*** Document section

Coronavirus

The one percent are fleeing for New Zealand to avoid COVID-19

“They have all said it looks like the safest place to be is New Zealand right now. That’s been a theory since before COVID-19.”

Graham Wall, luxury real estate agent in NZ

Mark Tantrum/Getty Images News/Getty Images

As the COVID-19 pandemic worsens across the United States, some of the country’s richest citizens have fled for a remote oasis: New Zealand.

This is not a new phenomenon; New Zealand has long been a destination getaway for those with the time and money to fly there. In fact, so many people consider it ideal for an emergency home that New Zealand passed a law two years ago that bans foreigners from purchasing real estate in the country.

The rapid spread of COVID-19 and subsequent economic fallout in the U.S. brought renewed interest to New Zealand as a place to run away from the troubles of the world. Though non-essential travel to and from the U.S. has now been locked down — and New Zealand closed its own borders in mid-March — plenty of people made it out in time.

Now they’re holed up in luxury bunkers waiting for the pandemic to blow over.

Hold up...luxury bunkers? — Yep, luxury bunkers. The ban on buying up real estate from a few years ago only put a temporary damper on rich Americans’ disaster planning.

Rising S Company, one of the top luxury bunker developers, has essentially been preparing for something like this for years. The company has about 10 private bunkers in New Zealand, ranging in price from $3 million to $8 million. The shelters reportedly include luxury bathrooms, gyms, home theaters, shooting ranges, game rooms, and even surgical beds.

******
*** Material provided

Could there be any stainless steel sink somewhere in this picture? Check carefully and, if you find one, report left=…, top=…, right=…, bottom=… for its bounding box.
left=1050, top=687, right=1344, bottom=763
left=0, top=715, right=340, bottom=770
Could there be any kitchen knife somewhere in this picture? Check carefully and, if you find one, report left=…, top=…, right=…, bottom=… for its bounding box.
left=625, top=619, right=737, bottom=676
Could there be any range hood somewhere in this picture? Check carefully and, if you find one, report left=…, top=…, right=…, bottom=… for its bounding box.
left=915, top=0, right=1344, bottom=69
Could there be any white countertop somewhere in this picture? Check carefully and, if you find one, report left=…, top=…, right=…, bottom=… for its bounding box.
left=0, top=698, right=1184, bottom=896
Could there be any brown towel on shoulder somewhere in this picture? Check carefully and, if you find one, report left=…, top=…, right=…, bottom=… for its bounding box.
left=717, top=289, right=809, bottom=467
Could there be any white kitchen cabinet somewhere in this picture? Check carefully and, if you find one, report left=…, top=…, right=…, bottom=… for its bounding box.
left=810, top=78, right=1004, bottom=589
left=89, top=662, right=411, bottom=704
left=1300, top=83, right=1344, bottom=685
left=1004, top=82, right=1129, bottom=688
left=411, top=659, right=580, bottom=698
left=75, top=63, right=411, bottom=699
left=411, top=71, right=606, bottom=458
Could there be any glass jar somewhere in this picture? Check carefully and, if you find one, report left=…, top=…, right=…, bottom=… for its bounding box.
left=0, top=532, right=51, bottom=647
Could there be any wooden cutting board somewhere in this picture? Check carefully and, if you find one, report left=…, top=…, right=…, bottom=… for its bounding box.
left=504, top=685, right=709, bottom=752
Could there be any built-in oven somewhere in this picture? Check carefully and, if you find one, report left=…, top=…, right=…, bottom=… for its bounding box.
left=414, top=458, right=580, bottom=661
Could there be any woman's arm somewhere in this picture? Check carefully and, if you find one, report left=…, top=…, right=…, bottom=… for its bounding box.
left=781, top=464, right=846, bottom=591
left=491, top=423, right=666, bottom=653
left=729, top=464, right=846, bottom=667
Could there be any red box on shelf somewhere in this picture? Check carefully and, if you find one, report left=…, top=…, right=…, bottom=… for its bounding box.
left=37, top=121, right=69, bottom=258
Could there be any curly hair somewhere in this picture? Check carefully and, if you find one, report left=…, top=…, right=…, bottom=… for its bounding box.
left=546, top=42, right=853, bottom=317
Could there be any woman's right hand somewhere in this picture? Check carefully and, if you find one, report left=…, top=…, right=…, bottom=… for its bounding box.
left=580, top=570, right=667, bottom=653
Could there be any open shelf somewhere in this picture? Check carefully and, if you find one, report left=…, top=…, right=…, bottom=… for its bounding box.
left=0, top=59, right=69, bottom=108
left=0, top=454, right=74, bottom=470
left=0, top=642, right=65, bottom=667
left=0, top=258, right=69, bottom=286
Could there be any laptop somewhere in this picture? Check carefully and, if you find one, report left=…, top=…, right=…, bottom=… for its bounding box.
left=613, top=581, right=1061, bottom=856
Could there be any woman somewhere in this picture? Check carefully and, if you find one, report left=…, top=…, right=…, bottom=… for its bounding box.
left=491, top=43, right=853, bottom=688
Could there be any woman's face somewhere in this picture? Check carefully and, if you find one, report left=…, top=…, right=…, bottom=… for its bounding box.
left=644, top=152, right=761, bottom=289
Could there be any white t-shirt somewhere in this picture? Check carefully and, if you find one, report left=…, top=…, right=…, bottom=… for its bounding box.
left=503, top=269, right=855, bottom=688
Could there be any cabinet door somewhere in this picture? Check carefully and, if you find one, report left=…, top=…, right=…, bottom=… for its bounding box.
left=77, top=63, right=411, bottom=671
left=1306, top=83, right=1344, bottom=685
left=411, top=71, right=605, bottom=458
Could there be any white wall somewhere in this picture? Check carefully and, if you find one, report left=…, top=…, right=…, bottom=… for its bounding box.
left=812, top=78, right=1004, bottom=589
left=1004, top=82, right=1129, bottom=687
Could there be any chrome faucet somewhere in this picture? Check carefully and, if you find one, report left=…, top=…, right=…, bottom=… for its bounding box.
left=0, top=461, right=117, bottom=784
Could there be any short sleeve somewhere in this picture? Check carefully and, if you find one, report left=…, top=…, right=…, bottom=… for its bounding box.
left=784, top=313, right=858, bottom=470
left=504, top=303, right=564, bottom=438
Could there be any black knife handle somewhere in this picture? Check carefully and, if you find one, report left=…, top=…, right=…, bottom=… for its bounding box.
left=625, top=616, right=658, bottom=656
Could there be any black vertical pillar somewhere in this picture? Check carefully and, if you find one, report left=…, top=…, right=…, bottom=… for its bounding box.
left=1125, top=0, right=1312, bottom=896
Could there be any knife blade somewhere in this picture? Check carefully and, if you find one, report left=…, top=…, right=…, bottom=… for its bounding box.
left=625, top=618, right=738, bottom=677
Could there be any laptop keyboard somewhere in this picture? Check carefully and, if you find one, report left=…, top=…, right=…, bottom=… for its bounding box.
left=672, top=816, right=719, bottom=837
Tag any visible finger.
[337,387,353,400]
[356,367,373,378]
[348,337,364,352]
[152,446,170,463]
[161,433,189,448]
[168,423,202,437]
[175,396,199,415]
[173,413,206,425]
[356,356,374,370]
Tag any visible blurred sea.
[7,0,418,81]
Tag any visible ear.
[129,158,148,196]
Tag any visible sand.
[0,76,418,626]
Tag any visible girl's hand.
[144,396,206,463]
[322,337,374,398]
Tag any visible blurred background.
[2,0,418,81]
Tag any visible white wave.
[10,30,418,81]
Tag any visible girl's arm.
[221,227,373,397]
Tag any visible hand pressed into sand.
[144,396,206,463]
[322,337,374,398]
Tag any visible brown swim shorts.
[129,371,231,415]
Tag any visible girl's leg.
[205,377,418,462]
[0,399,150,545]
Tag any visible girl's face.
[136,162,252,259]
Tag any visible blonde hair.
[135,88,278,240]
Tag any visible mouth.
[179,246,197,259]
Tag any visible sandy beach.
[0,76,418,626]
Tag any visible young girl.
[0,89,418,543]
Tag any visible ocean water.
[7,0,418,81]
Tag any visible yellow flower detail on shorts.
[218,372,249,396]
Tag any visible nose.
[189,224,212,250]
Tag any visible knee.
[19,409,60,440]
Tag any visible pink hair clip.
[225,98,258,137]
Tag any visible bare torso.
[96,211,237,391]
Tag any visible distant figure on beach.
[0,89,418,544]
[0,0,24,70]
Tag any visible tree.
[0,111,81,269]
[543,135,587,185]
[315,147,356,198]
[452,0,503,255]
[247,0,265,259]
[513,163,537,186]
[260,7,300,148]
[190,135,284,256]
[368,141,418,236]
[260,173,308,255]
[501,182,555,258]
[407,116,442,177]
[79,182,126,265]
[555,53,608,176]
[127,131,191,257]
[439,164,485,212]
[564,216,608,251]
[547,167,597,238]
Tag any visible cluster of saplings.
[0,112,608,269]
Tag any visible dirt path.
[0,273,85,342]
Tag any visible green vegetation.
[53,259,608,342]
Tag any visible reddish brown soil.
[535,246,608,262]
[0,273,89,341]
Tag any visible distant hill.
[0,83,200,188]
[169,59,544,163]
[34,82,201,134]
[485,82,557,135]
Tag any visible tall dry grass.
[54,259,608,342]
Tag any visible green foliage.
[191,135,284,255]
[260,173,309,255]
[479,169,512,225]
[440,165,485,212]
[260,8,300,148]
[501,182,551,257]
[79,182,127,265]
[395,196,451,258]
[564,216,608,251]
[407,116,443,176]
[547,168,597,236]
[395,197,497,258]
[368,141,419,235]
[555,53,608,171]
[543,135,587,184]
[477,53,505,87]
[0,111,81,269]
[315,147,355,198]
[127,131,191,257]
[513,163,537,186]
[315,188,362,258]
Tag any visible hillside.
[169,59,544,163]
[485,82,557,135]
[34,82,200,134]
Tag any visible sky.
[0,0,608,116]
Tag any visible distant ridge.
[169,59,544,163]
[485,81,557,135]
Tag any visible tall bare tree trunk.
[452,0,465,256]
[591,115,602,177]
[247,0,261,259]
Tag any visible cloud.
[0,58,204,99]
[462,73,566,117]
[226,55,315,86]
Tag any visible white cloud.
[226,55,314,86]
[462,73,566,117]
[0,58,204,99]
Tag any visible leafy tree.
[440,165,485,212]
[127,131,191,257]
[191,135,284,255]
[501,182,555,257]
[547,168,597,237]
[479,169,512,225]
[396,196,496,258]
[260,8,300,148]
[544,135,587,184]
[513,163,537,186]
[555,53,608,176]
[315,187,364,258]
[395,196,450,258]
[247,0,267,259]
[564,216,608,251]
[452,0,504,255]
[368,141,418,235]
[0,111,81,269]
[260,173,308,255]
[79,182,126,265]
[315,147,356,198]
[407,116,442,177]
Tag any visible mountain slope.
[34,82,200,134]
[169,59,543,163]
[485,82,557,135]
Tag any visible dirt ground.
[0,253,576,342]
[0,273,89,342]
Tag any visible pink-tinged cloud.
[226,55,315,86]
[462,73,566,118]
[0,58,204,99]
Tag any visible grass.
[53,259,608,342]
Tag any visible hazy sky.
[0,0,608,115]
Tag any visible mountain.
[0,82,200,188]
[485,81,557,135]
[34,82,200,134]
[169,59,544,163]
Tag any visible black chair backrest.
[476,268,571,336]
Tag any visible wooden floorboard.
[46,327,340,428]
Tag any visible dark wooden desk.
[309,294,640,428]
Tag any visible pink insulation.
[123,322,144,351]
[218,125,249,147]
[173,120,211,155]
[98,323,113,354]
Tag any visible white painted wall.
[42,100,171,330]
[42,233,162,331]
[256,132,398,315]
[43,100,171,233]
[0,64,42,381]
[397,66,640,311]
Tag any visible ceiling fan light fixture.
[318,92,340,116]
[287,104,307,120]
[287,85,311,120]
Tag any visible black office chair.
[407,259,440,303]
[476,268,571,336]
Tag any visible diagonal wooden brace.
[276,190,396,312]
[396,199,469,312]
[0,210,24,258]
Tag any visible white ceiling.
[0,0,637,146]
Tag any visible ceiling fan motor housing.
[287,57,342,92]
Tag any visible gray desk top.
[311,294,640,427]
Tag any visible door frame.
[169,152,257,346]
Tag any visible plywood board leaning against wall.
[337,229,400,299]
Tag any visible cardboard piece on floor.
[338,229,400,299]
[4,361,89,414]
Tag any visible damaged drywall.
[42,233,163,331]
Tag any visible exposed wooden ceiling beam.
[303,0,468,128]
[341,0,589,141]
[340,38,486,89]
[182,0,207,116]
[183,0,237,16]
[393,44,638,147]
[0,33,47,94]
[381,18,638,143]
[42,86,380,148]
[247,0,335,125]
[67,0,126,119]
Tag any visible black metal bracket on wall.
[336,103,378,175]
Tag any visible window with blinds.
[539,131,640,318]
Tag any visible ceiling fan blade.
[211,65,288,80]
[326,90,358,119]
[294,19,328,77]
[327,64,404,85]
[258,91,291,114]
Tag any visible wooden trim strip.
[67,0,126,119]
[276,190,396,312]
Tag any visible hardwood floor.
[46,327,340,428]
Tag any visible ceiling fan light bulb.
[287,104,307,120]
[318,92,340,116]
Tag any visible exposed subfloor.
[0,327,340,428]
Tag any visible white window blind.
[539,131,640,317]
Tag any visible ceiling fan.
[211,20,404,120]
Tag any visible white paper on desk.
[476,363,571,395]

******

### Tasks to complete
1) According to the New Zealand article, what price range do Rising S Company's private bunkers in New Zealand span?
2) Transcribe the New Zealand article from "Hold up...luxury bunkers?" to "even surgical beds.".
The data have no connection to the article about New Zealand.

### Solutions to the problems
1) They range from $3 million to $8 million.

2)
Hold up...luxury bunkers? — Yep, luxury bunkers. The ban on buying up real estate from a few years ago only put a temporary damper on rich Americans’ disaster planning.

Rising S Company, one of the top luxury bunker developers, has essentially been preparing for something like this for years. The company has about 10 private bunkers in New Zealand, ranging in price from $3 million to $8 million. The shelters reportedly include luxury bathrooms, gyms, home theaters, shooting ranges, game rooms, and even surgical beds.